* _EXERCISE PROMPT_: Write out all of the data without omission, exactly as shown.
********************
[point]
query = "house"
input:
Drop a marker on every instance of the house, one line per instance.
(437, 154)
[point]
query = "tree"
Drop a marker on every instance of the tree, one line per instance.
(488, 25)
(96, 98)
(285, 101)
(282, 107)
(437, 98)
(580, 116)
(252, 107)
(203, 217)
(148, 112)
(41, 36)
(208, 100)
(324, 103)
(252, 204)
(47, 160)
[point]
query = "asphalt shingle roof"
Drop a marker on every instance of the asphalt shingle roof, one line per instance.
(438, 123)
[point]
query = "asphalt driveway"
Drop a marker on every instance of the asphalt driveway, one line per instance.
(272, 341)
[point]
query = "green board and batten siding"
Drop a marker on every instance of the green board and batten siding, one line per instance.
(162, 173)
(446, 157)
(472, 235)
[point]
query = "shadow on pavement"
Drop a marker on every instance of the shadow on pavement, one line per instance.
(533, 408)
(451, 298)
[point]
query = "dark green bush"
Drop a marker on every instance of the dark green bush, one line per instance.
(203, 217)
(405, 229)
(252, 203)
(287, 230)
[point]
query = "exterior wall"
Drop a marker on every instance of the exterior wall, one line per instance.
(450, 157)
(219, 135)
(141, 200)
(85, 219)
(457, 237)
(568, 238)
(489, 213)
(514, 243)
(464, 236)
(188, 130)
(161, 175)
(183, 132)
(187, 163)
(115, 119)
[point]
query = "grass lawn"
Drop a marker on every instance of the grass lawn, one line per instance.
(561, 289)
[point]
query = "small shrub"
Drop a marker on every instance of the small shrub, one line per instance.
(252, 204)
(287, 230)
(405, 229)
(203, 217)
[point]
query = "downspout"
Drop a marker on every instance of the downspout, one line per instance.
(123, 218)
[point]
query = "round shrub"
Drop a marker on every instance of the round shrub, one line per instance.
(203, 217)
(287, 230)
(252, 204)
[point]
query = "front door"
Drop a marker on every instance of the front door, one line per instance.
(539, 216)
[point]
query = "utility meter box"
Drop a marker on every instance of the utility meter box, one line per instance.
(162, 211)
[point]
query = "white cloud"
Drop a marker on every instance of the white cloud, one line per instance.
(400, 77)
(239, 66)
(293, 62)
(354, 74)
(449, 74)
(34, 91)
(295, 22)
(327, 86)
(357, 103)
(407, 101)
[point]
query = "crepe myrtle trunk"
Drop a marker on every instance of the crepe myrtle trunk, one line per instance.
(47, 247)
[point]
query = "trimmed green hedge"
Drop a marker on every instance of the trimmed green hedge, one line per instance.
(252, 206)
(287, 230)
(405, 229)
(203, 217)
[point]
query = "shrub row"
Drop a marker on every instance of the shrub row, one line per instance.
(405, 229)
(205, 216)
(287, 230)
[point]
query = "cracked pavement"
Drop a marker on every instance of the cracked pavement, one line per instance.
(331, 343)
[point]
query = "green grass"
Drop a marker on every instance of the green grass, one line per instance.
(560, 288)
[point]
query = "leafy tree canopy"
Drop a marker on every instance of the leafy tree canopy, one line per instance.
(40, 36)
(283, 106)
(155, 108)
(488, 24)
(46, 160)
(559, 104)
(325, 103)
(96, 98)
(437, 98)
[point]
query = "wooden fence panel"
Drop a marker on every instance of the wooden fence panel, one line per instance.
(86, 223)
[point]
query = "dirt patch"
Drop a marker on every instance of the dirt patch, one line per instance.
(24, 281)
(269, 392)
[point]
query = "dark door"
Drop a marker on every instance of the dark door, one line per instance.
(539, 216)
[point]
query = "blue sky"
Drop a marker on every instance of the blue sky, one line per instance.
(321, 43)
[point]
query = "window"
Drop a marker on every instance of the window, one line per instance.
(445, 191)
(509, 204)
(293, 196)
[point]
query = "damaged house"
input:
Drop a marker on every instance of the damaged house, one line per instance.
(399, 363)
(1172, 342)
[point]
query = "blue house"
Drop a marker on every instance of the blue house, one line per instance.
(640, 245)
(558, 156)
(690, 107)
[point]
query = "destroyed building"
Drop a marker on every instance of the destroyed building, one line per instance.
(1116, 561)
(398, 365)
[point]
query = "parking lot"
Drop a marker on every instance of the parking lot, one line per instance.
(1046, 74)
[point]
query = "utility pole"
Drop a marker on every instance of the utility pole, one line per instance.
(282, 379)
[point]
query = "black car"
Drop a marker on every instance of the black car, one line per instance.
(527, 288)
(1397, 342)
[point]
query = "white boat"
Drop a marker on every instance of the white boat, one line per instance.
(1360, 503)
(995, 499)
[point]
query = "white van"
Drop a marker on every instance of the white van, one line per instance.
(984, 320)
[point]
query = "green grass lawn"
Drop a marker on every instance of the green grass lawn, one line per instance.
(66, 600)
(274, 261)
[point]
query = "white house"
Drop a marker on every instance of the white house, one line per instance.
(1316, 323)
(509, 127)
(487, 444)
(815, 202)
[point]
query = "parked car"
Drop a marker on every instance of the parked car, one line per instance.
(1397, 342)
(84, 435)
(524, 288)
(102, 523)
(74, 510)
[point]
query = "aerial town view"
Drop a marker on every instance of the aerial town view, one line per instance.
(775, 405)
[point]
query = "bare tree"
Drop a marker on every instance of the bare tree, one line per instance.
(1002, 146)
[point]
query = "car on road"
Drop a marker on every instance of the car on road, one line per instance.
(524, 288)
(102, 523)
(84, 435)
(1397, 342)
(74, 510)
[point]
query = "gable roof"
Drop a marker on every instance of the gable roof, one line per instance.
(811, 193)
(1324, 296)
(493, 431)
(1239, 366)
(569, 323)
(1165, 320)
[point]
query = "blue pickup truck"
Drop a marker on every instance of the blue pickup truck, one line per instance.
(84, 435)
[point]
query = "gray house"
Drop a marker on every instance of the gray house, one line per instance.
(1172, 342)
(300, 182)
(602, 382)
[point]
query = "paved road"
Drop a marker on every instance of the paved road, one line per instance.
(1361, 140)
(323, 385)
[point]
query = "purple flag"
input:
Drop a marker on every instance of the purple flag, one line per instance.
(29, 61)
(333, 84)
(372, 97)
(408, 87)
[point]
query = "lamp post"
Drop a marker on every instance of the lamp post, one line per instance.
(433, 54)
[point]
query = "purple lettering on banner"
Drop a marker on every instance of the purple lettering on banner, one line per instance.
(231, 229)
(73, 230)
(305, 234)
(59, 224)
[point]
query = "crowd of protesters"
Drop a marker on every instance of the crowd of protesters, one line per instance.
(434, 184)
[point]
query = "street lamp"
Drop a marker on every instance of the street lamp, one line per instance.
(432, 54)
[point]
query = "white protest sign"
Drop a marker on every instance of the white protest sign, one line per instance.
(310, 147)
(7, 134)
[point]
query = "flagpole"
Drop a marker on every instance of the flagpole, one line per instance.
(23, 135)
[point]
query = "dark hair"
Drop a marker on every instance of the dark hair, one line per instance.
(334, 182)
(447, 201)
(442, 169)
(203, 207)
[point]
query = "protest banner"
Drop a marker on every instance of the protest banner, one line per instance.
********************
* _ANSWER SECTION_:
[point]
query = "house"
input:
Drop a marker on every instance of the house, one line per instance.
(437, 154)
[point]
query = "tree"
Drop a marker on every instance of the tree, one line per instance.
(488, 25)
(96, 98)
(285, 101)
(282, 107)
(437, 98)
(580, 116)
(252, 107)
(203, 217)
(148, 112)
(41, 36)
(208, 100)
(324, 103)
(252, 204)
(47, 160)
[point]
query = "asphalt shingle roof"
Drop a marker on every instance of the asphalt shingle roof, one line per instance.
(438, 123)
[point]
query = "asphalt driveway"
Drop a marker on every instance of the asphalt driveway, one line per instance.
(272, 341)
[point]
query = "green board and batten siding"
Drop a marker on every instance of the green board and batten siding, one line per instance.
(162, 173)
(446, 157)
(472, 235)
[point]
query = "shadow on pavement"
Drop a marker on every instance of the shadow on pavement, one line per instance.
(533, 408)
(451, 298)
[point]
query = "dark green bush"
Drop a marker on every instance of the dark green bush, one line per instance.
(203, 217)
(405, 229)
(252, 203)
(287, 230)
[point]
query = "exterior wall"
Drop a marker on every instance of the exterior wall, one line per instance.
(450, 157)
(219, 135)
(141, 200)
(85, 219)
(457, 237)
(568, 238)
(489, 213)
(514, 243)
(464, 236)
(188, 130)
(161, 175)
(183, 132)
(187, 163)
(115, 119)
[point]
query = "grass lawn"
Drop a marker on every instance of the grass lawn, one line per instance.
(561, 289)
[point]
query = "small shrub"
Drop a marker on every instance of the small shrub, one line per instance.
(252, 204)
(287, 230)
(405, 229)
(203, 217)
[point]
query = "downspout"
Drop a marker on every instance of the downspout, one line per instance.
(123, 218)
[point]
query = "round shrub"
Drop a marker on every instance of the round shrub, one line per instance.
(203, 217)
(287, 230)
(252, 204)
[point]
query = "front door"
Drop a marker on every instance of the front door, one line per instance.
(539, 216)
[point]
query = "utility meter box"
Drop a marker on every instance of the utility meter box, one line per instance.
(162, 211)
[point]
query = "white cloud"
Drop a marker on every instance of the white cloud, one line per instance.
(400, 77)
(239, 66)
(293, 62)
(354, 74)
(449, 74)
(34, 91)
(295, 22)
(327, 86)
(357, 103)
(407, 101)
[point]
query = "crepe myrtle trunk"
Drop a marker on every instance of the crepe myrtle trunk, one line per instance.
(47, 247)
[point]
query = "trimmed green hedge"
Drop a marker on every instance of the trimmed green hedge, one line per instance.
(252, 206)
(287, 230)
(405, 229)
(203, 217)
[point]
query = "shrub row"
Drop a marker on every instance of the shrub row, one line per instance.
(405, 229)
(205, 216)
(287, 230)
[point]
query = "cracked pavement"
Drop a marker on every instance of the cracked pavement, one line per instance.
(331, 343)
[point]
query = "green grass"
Drop a marker on every instance of the green grass, one line per instance.
(560, 288)
[point]
query = "leafy tree canopy"
Drop a marker on every instance of the leafy tree canopy, one line per instance.
(40, 36)
(283, 106)
(155, 108)
(488, 24)
(46, 160)
(559, 104)
(325, 103)
(96, 98)
(437, 98)
[point]
query = "wooden fence panel"
Drop a marker on every instance of the wooden fence panel, one line per instance.
(86, 223)
[point]
query = "dirt patch"
Drop a marker on every instance of the dirt patch, one line per instance.
(24, 281)
(269, 392)
[point]
query = "dark door"
Drop a marker on every instance of the dark door, one line per instance.
(539, 216)
[point]
query = "blue sky"
Drop a marker on every instance of the blue sky, one line per instance.
(321, 43)
[point]
query = "window"
Drop a marker on every instance of the window, one line per instance.
(445, 191)
(509, 204)
(293, 196)
[point]
query = "damaged house"
input:
Drop a marker on every instance of the damaged house, one line per instance.
(399, 363)
(1172, 342)
[point]
query = "blue house"
Drop a marker on every instance of the blue house, one line per instance.
(640, 245)
(558, 156)
(690, 107)
[point]
query = "destroyed building"
Drop a marker on every instance of the destroyed building, one line per instance.
(1116, 561)
(398, 365)
[point]
query = "parking lot"
Drop a marker on every instance of the parking lot, one line per instance.
(1046, 74)
[point]
query = "utility pole"
Drop a marker on every instance of the utility pole, one line per instance.
(282, 379)
[point]
query = "black car"
Drop a marker on every instance of the black car, one line per instance.
(527, 288)
(1397, 342)
[point]
query = "white boat"
Drop a marker on every instance of the white boat, one line per instance.
(1360, 503)
(995, 499)
[point]
query = "white van"
Drop a marker on every instance of the white van, one line per instance.
(984, 320)
[point]
query = "green grass lawn"
Drop a marker on every instance of the green grass lawn, one line per instance.
(66, 600)
(274, 261)
[point]
query = "white house"
Drop a marker on every instance of the white house, one line per instance.
(1316, 323)
(509, 127)
(487, 444)
(815, 202)
[point]
query = "parked car"
Drop a marker on every instance of the parked car, one line per instance.
(1397, 342)
(84, 435)
(524, 288)
(102, 523)
(74, 510)
[point]
query = "aerial town view"
Drop a marker on every instance of the aerial town view, one line per instance.
(775, 405)
[point]
query = "bare tree"
Drop a marker on every instance of the bare tree, one line per instance.
(1002, 146)
[point]
query = "car on road"
Drop a marker on every instance of the car on road, one line per instance.
(524, 288)
(102, 523)
(84, 435)
(1397, 342)
(74, 510)
[point]
query = "gable roof"
Drop a marker on every instance of the gable roof, one line per instance.
(811, 193)
(1324, 296)
(493, 431)
(1239, 366)
(569, 323)
(1165, 320)
[point]
query = "blue pickup truck"
Drop a marker on every instance of the blue pickup truck, one line per instance.
(84, 435)
[point]
query = "gray house"
Drop a marker on every instance of the gray house, one line per instance.
(1172, 342)
(300, 182)
(602, 382)
[point]
query = "paved road"
Drop a marker on every instance of the paved road, one line per instance.
(1361, 140)
(323, 385)
[point]
query = "purple flag"
input:
Drop a marker on every instance of the purple flag, one line per instance.
(29, 61)
(333, 84)
(372, 97)
(408, 87)
[point]
query = "lamp post"
Drop a marker on every instance of the lamp post, one line per instance.
(433, 54)
[point]
query = "purple lettering on banner"
Drop a marker on every instance of the purple lettering on banner, one line per instance.
(231, 229)
(73, 230)
(305, 234)
(59, 224)
[point]
query = "crowd of protesters"
Drop a marker on every instance of the crowd of protesters, one line per instance.
(434, 184)
[point]
query = "street lamp"
Drop a marker on every instance of the street lamp, one line per instance.
(432, 54)
[point]
query = "white protest sign"
Drop a marker on every instance of the white protest sign, one line per instance.
(310, 147)
(7, 134)
[point]
query = "flagpole"
Drop a marker on every instance of the flagpole, one line per instance.
(23, 135)
[point]
query = "dark hair"
Drop a marker on every instance of the dark hair, one line per instance.
(334, 182)
(447, 201)
(442, 169)
(203, 207)
[point]
query = "protest banner"
Drop a marker on every instance of the protest banner, one line per instance.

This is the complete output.